* **Tasks**:
1 – Reproduce the passage on Johnson's coaching and schemes word for word, starting at "Johnson said his" and ending at "bigger, more-heralded players.".
2 – In the passage on Johnson's coaching and schemes, how many rushing yards per game does Navy currently average?
3 – Pick up the passage on Johnson's coaching and schemes after its final sentence and keep writing it.

* **Given text**:
Coaching and Schemes
If there is one thing you know about coaches who win at different levels is that they handle the coaching side of things very well. Since Johnson won a national title twice it shows he is able to handle the pressure of playoff football and a big game atmosphere. Since coming to Navy, he has shown an ability to take a team which may lack the talent of other schools and still win enough games to get to three straight bowl games. A program that loses 20 games and by the third season is winning 10 games in one year is benefiting more from great coaching than from an upgrade in talent because by the third season there still has not been a complete turnover from the previous coaching tenure. Johnson appears to be the kind of coach who can adapt his schemes to maximize the players he has much the same way Jim Grobe has at Wake Forest.
Now the main concern that most people criticize Johnson for is his implementation of a the triple option. There is a groundswell of folks, the N&O's Caulton Tudor included, that do not think the offense will work at UNC or win many games. There seems to be some conjecture that such an offensive scheme will have trouble succeeding in the ACC where the defenses tend to be quicker. Of course Tudor also points out that Jim Grobe is running a similar offense at Wake Forest. Wake Forest is 7-1. Navy is 5-3 and will probably beat Duke this weekend to get to 6-3. So tell me again why there is concern about whether or not this offense will win games? Navy is also the 2nd most powerful rushing attack in the country behind West Virginia, who employs a spread offense which is a form of the option attack which no one complains about when talk of Rodriguez coming to Chapel Hill arises. In fact the N&O featured Johnson in an article on Wednesday which pointed out that the Navy schemes are similar to both WVU and Florida without the same level of talent.
Johnson's spread-option offense -- which he used to win two I-AA championships at Georgia Southern and to lead Navy to three consecutive bowl berths -- is a combination of run-and-shoot, option and play-action.
Some fans have been quick to label it a boring one-dimensional attack; after all, the Midshipmen have finished in the top three in the nation in rushing yards per game the past three years and currently rank second in the country, averaging 310.9 yards a game. But using the same system at Hawaii from 1987-94, Johnson's offense broke or equaled more than 160 Rainbows records -- many via the air, when he had quarterbacks with the talent to pass.
Johnson said his offense is actually similar to what third-ranked West Virginia and seventh-ranked Florida run out of a shotgun formation -- theirs with faster, bigger, more-heralded players.
"What's great about this offense is that you can emphasize whatever best fits your people," Johnson said. "... If you've got a great quarterback, of course you're going to throw; that's what you do to win. If your personnel is better rushing the ball; that's what you do, because that's what you do to win."
The most impressive part of Johnson's statement is that he looks at his offense as a framework that can be molded to fit the talent you have in house. This is also a offense Johnson used to win two I-AA national titles and turn Navy into a winning program for three, probably four straight seasons. So in short, if whatever offense he is running churns out wins then I say bring it on. One concern some have is that this kind of offense will not attract high caliber recruits on offense since it is not an offense which can necessarily prepare you for the NFL. Current UNC QB commitment Mike Paulus is seen as a player who will de-commit if Johnson were hired sending the signal that it will be difficult to recruit to UNC with this offense in place. I agree that is a concern but as he stated above the offense can be adjusted for the personnel and/or situation such as better ACC defenses. So in short, the offense may concern some, for me it does not seem to be enough of an issue to constitute Johnson as a huge risk.

* **Data records**:

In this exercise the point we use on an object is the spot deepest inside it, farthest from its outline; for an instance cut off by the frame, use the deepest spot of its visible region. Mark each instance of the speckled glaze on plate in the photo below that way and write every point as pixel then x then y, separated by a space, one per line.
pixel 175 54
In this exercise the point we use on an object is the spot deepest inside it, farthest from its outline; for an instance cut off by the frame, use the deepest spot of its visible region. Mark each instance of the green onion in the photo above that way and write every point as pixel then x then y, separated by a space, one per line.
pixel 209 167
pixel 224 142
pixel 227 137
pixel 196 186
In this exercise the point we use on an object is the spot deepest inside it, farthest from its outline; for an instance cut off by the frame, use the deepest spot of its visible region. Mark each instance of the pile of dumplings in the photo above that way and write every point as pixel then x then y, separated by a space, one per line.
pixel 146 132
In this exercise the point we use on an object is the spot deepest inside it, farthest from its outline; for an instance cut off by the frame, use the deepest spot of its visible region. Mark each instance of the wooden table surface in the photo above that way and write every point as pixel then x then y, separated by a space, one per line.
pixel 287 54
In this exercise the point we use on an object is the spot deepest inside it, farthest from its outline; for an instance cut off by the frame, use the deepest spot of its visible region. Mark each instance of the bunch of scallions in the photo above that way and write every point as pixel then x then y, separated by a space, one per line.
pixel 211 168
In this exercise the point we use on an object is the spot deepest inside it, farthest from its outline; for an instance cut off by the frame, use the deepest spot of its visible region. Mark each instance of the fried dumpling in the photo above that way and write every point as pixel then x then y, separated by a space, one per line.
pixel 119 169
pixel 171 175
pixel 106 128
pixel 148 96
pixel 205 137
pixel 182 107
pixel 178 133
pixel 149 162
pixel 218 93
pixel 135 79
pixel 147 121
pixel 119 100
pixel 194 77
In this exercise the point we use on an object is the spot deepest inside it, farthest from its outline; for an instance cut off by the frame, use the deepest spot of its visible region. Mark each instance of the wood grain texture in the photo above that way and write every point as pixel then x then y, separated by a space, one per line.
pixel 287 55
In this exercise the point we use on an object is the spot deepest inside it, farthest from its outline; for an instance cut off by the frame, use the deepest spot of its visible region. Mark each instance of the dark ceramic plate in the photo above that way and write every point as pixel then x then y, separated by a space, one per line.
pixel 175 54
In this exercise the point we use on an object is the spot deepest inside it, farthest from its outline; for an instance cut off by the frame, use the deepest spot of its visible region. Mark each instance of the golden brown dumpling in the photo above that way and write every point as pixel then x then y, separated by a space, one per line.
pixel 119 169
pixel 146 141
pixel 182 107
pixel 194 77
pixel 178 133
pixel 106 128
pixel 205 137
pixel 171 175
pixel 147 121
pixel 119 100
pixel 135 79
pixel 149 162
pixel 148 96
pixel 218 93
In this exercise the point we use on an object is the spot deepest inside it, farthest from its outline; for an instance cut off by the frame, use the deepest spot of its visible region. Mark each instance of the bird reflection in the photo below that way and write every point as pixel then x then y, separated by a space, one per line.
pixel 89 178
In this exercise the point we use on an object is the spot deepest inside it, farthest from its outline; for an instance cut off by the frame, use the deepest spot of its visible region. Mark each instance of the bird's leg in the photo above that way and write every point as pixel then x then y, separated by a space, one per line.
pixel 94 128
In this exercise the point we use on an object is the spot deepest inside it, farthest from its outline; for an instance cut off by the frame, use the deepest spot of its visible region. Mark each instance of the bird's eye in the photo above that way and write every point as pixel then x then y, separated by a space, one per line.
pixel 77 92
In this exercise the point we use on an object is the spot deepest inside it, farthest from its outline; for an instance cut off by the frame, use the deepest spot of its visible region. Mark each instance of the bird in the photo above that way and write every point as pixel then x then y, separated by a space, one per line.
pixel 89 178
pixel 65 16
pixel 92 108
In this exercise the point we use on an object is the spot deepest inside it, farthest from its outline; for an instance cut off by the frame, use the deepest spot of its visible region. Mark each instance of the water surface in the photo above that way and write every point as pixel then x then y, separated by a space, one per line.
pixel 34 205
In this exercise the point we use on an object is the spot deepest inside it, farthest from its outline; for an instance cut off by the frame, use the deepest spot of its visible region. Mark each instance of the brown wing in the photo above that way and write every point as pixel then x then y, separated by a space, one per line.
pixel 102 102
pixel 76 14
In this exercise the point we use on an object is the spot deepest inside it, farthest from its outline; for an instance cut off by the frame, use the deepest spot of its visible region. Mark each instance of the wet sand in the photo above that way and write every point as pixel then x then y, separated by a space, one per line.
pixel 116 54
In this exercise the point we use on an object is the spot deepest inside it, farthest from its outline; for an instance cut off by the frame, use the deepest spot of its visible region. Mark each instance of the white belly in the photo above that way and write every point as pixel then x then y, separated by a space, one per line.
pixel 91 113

* **Solved tasks**:
1 –
Johnson said his offense is actually similar to what third-ranked West Virginia and seventh-ranked Florida run out of a shotgun formation -- theirs with faster, bigger, more-heralded players.

2 – 310.9 yards a game.

3 –
On the defensive side, Johnson would probably need to make a great hire in this area since he tends to focus more on offense. Navy has been ranked anywhere from the middle to lower third in the major statistical categories on defense. This is not surprising but something that would need to be addressed in terms a good defensive coaching staff whether that is the present group he has with him now who may need to see more talent on the field or someone else similar to Jon Tenuta at Georgia Tech who was the DC under Bunting in 2001. Again, this is part of the coaching job where Johnson would need to make good personnel decisions with your staff and probably the more prevelant of the unknowns about him at this point.
This is probably the biggest question mark Johnson faces in a move to a major BCS school. Recruiting players into Navy is most likely difficult since graduation from Annapolis usually entails some time on active duty. The other issue is that Johnson would have to build his recruiting apparatus up once he got to UNC and take some time to build relationships with high school coaches in NC and other states. So I would imagine there would be some adjustments made and a possible dip in recruiting if he took the job but again I see no real reason to doubt that this coach will not take the proper steps to create a viable recruiting system to bring quality players into UNC. One point a lot of people forget is that the name of the school alone grants a coach instant credibility, especially in terms of in-state recruiting which is by far the most important aspect. Like I said before the guy is a winner and like every other part of the job, Johnson is savvy enough to be successful recruiting the players he needs to win.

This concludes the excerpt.